Activity> Using the entries that follow, state how many lines contain the word "football". The response is that number and nothing more.

(Data excerpts)
=====
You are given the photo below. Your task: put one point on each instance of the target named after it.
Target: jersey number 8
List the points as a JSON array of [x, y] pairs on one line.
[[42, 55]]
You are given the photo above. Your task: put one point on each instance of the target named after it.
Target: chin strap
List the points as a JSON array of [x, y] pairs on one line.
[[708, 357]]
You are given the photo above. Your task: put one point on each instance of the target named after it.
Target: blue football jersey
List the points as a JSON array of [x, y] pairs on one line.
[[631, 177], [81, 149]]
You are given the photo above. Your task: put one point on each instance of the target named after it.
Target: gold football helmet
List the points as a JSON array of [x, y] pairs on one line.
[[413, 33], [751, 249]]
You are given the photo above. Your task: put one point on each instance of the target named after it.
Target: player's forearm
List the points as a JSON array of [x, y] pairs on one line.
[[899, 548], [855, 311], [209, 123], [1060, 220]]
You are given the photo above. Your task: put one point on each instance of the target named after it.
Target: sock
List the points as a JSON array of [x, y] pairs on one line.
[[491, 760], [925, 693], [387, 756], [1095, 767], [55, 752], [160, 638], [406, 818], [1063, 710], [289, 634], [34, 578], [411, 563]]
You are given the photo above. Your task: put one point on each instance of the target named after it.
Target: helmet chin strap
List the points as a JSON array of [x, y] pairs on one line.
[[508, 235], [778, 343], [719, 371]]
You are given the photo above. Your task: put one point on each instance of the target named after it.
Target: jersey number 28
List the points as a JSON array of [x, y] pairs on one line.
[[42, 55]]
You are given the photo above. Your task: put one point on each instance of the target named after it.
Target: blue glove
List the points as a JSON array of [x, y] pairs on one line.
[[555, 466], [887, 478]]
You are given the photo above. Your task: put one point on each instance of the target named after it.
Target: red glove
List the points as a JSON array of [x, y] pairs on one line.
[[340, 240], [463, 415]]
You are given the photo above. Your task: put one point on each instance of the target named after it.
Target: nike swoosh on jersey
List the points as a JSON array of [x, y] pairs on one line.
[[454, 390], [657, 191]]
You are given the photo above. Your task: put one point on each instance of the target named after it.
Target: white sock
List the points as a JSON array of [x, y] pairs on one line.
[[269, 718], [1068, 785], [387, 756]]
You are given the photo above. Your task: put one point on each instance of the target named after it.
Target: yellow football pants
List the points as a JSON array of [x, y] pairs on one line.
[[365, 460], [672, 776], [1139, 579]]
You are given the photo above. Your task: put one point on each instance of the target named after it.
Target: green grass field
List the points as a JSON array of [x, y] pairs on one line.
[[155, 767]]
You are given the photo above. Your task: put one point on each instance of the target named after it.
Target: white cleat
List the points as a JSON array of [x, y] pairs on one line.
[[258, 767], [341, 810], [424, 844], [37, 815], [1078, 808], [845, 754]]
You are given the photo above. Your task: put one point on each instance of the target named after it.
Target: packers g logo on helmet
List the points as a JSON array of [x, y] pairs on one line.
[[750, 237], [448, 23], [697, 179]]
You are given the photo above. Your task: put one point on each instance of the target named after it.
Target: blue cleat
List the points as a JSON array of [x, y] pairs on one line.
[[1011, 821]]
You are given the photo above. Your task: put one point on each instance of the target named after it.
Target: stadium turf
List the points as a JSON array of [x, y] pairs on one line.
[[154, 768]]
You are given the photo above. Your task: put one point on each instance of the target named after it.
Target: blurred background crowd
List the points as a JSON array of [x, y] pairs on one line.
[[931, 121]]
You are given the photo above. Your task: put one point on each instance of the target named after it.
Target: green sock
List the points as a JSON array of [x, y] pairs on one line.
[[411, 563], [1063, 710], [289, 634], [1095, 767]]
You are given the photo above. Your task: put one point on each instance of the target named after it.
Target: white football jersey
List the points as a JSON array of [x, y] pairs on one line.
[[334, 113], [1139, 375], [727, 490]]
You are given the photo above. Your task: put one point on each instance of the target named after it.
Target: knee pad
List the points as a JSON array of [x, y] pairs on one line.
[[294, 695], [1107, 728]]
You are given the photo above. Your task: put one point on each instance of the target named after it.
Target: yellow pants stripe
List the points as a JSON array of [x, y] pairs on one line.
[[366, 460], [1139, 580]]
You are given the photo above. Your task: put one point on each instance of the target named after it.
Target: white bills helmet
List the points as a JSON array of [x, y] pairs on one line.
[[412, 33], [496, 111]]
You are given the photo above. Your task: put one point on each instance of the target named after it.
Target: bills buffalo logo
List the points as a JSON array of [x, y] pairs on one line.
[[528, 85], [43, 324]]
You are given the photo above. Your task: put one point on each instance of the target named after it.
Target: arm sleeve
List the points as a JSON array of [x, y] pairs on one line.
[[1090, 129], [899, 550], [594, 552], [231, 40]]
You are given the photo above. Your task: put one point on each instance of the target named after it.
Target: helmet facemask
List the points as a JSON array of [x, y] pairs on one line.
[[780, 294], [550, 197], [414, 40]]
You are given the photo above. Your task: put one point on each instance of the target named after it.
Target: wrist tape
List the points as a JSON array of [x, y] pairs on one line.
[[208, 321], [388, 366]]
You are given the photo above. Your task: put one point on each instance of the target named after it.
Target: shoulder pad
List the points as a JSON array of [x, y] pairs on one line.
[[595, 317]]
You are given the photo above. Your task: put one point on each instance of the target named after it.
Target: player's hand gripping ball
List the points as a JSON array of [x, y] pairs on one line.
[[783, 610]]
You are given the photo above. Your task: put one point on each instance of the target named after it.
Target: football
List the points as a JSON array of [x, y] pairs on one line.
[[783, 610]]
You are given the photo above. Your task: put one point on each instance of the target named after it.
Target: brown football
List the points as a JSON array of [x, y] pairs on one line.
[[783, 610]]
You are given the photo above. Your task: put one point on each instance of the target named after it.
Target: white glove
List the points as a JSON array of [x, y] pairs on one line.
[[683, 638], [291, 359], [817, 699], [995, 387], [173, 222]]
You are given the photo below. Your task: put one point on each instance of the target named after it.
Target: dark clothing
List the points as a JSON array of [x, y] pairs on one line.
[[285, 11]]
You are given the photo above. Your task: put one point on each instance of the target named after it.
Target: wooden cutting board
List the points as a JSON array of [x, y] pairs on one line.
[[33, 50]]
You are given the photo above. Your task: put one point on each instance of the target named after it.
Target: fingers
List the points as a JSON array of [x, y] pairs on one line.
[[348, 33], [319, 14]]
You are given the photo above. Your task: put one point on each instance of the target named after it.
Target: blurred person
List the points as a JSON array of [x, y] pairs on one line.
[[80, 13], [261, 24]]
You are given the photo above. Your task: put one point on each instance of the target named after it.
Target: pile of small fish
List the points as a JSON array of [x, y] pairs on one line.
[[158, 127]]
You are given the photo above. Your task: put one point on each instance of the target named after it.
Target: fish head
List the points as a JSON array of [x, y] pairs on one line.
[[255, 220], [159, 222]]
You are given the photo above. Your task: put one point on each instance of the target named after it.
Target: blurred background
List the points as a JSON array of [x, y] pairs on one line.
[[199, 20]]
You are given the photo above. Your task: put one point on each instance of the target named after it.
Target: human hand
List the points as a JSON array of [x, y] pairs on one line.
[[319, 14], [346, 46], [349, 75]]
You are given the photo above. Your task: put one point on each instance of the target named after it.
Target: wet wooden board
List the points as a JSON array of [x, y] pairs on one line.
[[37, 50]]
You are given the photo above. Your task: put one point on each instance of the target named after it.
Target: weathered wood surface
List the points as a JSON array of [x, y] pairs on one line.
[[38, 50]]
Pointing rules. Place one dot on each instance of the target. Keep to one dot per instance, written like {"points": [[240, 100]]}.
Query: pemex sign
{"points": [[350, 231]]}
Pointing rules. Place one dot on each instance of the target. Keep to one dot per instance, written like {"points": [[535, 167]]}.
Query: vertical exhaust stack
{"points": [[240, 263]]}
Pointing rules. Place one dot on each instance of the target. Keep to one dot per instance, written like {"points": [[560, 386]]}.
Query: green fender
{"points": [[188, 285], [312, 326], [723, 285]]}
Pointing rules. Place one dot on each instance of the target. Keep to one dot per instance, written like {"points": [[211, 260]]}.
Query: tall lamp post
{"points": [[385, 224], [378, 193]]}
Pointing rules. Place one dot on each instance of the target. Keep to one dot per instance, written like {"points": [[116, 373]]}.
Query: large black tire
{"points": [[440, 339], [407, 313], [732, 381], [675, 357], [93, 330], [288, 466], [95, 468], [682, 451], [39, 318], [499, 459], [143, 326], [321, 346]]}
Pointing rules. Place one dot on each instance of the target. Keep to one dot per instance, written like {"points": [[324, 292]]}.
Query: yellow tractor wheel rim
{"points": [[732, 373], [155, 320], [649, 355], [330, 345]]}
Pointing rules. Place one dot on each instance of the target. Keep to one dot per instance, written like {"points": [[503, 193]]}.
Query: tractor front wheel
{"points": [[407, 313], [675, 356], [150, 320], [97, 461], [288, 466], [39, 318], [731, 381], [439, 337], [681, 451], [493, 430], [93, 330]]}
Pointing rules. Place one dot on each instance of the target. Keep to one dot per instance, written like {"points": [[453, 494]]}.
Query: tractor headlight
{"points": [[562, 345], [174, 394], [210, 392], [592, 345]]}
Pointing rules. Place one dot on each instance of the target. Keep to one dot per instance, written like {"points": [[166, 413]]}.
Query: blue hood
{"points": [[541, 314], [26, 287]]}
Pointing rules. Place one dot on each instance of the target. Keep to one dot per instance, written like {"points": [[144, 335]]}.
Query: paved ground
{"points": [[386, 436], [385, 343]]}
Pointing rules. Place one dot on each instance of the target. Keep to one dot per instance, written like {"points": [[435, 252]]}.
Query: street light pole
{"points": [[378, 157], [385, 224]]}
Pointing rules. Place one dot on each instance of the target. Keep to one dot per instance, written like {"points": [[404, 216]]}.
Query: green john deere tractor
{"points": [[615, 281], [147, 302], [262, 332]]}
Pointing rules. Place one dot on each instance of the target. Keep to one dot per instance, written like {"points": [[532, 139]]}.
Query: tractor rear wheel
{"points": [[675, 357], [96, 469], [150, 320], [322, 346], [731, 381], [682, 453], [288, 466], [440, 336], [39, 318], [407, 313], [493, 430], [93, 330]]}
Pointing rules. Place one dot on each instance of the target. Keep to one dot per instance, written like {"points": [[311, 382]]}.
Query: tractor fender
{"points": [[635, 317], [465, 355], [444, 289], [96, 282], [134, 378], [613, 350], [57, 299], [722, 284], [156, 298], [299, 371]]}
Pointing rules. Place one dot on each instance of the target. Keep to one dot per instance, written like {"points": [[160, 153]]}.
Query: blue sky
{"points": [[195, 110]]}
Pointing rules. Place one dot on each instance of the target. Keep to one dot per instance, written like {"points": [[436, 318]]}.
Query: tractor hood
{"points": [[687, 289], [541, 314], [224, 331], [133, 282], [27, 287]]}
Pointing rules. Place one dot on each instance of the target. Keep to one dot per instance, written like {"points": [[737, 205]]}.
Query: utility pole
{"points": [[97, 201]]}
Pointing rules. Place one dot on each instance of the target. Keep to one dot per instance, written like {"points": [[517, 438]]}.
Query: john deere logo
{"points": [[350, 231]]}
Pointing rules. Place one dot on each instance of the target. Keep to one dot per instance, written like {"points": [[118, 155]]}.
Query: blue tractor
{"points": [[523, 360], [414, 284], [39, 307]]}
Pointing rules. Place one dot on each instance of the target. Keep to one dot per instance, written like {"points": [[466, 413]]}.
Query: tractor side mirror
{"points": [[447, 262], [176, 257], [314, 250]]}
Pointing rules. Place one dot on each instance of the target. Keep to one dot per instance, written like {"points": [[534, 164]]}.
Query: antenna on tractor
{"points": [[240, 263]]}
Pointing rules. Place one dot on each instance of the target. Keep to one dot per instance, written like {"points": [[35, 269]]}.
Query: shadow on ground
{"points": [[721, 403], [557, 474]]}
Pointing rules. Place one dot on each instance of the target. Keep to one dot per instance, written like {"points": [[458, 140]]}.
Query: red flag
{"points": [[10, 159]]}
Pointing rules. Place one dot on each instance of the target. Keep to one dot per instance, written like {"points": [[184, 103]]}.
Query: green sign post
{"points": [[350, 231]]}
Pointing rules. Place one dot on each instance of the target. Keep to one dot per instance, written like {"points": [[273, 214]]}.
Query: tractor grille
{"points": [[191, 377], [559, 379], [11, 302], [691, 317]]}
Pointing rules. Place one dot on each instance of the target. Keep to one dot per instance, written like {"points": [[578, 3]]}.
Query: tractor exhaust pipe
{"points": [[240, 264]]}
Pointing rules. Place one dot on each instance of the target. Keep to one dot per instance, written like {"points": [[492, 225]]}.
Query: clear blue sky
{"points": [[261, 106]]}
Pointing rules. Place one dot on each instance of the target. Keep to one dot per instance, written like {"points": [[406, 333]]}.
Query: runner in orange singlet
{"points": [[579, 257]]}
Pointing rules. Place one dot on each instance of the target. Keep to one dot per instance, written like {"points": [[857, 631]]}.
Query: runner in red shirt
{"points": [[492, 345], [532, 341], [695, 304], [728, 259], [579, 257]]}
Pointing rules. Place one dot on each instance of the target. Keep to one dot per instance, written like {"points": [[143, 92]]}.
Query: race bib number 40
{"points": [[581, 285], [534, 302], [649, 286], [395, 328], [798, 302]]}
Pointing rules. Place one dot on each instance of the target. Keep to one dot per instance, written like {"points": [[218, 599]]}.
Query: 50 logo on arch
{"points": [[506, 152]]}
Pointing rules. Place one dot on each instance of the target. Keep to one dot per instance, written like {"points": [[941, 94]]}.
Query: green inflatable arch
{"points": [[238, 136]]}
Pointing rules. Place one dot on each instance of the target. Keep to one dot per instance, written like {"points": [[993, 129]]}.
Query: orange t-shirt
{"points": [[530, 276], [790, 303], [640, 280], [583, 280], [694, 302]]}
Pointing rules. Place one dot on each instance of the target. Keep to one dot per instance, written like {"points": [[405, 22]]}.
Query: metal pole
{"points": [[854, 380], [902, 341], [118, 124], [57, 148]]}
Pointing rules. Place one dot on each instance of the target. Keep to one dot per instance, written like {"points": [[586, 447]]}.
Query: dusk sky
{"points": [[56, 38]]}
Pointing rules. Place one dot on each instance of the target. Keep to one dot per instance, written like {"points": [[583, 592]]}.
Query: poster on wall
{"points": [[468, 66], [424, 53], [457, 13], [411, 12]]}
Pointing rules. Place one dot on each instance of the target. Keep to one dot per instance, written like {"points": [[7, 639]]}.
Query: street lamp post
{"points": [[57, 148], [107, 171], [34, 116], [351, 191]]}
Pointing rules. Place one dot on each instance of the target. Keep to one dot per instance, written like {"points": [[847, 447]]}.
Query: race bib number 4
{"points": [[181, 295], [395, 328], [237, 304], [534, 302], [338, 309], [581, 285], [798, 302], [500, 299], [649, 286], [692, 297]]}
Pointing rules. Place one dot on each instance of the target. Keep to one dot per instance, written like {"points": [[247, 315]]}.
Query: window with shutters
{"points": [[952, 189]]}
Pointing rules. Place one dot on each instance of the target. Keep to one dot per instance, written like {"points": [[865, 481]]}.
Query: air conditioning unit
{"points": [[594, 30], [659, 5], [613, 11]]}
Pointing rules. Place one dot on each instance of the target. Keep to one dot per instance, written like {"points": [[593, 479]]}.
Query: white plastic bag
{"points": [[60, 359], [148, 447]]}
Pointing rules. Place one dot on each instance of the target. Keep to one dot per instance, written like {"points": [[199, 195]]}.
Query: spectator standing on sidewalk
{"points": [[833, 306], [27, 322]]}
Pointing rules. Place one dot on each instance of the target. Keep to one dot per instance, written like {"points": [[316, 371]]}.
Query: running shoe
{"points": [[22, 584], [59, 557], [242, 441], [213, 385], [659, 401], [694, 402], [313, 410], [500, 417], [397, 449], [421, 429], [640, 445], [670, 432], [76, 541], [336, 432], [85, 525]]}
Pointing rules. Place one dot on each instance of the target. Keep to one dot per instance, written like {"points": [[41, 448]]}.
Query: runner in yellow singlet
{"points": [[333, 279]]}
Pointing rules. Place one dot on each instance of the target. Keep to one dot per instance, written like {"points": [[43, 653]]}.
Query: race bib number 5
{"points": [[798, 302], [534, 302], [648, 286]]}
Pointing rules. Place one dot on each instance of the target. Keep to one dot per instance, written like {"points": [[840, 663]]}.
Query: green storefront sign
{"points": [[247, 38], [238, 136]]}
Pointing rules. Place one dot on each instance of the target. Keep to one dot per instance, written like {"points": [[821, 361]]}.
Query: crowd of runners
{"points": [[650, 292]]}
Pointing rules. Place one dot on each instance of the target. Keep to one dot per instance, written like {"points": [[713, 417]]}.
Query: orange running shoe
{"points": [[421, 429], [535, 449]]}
=====
Answer space> 6